◆ EXERCISE GOAL: In the records below, find the line holding "Phrase: spoke wheel" and the line holding "Phrase: cubed ham piece". Set down both, with every line between them, exactly.

Top of GIVEN DATA

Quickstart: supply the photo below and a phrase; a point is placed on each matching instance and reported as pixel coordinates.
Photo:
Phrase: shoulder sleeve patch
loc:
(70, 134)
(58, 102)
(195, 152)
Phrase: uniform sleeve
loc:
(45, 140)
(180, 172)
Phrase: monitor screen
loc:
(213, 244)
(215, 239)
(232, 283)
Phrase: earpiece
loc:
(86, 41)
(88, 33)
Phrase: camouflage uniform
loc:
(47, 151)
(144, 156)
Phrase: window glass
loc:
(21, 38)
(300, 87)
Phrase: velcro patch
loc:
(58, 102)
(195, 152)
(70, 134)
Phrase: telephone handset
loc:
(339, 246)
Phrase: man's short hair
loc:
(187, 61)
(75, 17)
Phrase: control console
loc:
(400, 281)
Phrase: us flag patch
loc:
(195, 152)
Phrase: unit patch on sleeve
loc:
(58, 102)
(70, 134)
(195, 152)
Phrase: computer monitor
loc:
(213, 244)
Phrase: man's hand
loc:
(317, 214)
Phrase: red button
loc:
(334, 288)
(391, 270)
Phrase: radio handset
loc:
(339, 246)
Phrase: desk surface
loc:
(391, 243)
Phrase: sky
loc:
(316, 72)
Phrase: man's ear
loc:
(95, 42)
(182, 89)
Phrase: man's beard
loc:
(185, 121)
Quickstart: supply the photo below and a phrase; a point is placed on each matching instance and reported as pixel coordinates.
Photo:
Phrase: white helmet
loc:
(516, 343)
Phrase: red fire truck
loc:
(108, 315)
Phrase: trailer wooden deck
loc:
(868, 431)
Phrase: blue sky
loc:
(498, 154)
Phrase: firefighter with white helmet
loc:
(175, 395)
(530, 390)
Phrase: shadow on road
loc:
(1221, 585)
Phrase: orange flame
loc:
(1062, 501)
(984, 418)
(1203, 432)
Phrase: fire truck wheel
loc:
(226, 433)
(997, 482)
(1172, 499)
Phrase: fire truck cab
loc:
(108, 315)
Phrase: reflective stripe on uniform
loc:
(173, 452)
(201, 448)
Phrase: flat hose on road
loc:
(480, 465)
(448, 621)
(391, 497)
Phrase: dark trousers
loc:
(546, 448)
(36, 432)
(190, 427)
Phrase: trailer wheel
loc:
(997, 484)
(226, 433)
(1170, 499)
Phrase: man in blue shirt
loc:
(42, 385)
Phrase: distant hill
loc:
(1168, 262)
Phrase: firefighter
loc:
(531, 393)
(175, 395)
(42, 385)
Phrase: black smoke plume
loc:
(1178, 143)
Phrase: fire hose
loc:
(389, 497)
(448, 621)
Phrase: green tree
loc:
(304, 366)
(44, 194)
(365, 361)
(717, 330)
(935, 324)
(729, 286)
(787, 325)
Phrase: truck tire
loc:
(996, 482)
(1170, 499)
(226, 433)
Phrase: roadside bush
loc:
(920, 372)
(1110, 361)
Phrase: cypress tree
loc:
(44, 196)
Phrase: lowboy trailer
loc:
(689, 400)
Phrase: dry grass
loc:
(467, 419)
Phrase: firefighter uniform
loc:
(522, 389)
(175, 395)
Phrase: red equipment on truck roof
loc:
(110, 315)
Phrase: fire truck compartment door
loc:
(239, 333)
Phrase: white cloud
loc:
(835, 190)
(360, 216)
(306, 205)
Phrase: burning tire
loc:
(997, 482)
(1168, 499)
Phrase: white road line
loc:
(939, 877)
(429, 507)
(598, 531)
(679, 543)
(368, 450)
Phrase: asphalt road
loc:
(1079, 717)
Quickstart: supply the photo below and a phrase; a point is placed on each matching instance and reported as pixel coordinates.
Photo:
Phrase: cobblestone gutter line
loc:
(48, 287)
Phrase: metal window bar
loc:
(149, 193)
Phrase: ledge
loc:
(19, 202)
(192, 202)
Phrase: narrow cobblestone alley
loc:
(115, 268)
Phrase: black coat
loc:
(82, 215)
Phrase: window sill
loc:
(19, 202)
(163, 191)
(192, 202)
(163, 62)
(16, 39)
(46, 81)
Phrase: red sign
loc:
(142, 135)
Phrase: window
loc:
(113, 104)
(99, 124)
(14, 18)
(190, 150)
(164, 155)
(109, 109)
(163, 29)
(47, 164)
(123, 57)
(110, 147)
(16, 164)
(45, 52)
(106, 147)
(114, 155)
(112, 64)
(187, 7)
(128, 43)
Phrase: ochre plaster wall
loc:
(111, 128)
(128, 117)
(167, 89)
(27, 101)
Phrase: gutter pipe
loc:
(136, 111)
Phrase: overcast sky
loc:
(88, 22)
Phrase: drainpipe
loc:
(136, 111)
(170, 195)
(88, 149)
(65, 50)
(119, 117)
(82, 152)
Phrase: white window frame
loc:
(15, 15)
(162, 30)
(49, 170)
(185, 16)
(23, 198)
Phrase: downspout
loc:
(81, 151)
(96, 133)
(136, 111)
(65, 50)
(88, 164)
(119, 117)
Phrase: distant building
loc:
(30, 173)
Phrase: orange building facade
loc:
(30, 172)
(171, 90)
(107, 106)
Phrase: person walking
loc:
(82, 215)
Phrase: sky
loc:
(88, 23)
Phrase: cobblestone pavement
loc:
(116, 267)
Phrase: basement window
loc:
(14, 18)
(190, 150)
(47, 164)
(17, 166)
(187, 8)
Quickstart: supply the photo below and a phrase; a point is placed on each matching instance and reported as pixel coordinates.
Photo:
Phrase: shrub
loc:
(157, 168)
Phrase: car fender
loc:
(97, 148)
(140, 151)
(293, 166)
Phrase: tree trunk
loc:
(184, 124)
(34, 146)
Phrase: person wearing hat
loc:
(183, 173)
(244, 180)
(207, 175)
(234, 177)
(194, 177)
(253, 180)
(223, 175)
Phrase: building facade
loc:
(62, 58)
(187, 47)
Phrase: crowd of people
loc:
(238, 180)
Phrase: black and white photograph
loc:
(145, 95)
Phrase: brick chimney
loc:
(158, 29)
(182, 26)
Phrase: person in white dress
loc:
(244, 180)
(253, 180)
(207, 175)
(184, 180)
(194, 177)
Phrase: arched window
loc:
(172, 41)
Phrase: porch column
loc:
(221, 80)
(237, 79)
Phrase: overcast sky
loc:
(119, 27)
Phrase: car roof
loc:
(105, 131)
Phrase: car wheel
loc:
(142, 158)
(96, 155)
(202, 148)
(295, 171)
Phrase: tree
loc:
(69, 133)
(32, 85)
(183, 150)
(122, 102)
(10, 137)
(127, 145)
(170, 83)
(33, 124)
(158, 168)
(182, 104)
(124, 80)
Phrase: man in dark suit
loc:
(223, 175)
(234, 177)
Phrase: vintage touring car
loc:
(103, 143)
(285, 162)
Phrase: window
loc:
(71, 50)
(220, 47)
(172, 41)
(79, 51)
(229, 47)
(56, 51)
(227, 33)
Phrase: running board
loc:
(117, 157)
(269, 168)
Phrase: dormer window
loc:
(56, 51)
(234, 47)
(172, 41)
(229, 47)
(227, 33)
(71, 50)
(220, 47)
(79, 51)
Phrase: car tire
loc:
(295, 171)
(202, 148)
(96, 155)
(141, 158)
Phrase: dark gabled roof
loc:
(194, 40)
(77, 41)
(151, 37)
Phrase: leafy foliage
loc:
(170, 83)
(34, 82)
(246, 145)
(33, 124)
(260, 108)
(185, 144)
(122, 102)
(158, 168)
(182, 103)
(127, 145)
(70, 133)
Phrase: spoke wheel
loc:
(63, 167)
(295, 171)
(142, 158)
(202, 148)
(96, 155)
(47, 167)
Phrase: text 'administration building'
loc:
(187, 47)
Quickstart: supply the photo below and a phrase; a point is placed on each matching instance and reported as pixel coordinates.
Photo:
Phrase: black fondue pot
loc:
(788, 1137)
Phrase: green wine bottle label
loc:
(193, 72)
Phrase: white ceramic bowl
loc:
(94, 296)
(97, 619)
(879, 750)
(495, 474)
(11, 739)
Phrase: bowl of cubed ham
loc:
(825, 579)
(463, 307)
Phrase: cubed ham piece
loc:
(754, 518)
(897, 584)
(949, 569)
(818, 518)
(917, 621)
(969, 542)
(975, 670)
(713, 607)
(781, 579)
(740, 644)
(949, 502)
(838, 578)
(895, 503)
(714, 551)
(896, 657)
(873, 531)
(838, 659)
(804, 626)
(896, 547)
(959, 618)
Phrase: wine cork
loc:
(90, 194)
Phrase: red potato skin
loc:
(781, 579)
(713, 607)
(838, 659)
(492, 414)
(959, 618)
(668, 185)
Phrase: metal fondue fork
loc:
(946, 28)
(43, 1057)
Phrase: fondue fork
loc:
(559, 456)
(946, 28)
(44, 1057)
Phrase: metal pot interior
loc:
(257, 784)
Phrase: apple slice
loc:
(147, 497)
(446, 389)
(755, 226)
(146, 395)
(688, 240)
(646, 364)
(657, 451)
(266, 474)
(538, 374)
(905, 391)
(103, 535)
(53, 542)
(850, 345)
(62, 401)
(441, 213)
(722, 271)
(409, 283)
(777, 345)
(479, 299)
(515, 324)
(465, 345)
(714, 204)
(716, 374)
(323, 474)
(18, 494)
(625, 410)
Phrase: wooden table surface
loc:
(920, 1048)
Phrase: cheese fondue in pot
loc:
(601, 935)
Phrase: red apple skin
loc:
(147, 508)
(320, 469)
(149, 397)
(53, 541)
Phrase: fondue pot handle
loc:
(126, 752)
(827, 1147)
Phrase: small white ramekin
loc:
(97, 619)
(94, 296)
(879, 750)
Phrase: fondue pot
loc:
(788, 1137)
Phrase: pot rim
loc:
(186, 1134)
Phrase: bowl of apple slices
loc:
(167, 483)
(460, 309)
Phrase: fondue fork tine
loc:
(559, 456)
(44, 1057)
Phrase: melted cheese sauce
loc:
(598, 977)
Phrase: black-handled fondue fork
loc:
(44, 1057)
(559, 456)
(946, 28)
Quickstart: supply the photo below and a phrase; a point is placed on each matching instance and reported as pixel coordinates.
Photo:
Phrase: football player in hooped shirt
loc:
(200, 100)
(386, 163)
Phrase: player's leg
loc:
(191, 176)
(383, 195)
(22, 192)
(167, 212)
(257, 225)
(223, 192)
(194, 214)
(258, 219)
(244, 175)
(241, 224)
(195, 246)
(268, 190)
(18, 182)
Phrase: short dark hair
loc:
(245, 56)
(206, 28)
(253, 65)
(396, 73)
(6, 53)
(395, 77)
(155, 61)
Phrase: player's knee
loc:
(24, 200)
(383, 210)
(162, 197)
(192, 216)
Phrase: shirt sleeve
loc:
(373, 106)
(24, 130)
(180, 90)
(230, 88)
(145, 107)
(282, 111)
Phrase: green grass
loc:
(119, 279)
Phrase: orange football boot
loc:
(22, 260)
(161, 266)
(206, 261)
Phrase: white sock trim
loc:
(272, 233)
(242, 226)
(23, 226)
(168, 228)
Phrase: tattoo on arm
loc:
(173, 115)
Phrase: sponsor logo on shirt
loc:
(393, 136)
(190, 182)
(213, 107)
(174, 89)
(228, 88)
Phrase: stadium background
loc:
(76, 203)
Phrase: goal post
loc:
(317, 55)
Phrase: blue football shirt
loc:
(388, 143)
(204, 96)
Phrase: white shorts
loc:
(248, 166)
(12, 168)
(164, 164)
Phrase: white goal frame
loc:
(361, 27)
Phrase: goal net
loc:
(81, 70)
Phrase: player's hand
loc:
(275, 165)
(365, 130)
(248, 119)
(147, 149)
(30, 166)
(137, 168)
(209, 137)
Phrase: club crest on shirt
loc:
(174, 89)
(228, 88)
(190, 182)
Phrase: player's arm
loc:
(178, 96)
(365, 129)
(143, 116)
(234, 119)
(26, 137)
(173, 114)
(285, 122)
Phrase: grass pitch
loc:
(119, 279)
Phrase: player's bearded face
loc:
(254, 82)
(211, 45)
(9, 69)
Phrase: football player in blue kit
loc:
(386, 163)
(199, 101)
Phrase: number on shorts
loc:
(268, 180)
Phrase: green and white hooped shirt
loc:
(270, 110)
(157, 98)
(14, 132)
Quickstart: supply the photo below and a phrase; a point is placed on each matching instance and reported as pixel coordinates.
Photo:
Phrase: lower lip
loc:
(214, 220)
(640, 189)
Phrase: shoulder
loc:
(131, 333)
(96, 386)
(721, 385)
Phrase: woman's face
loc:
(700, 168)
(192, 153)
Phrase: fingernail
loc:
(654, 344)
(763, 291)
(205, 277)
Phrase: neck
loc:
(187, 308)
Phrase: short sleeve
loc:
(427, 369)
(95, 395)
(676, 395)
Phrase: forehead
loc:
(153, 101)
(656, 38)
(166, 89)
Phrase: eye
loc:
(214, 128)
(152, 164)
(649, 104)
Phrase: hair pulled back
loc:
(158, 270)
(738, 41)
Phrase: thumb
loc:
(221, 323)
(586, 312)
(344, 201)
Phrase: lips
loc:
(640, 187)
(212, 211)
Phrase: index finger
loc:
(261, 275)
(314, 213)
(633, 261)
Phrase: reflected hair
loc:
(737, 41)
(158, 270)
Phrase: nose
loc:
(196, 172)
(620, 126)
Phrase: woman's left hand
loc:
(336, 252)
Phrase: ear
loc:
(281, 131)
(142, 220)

Bottom of GIVEN DATA

◆ SOLUTION BELOW:
Phrase: spoke wheel
loc:
(63, 167)
(295, 171)
(142, 158)
(202, 148)
(96, 155)
(47, 167)
Phrase: text 'administration building'
loc:
(187, 47)
Quickstart: supply the photo below and a phrase; a point is placed on each matching instance and reported as pixel coordinates.
Photo:
Phrase: black fondue pot
loc:
(788, 1137)
Phrase: green wine bottle label
loc:
(193, 72)
Phrase: white ceramic bowl
loc:
(94, 296)
(97, 619)
(879, 750)
(495, 474)
(11, 739)
Phrase: bowl of cubed ham
loc:
(825, 579)
(463, 307)
Phrase: cubed ham piece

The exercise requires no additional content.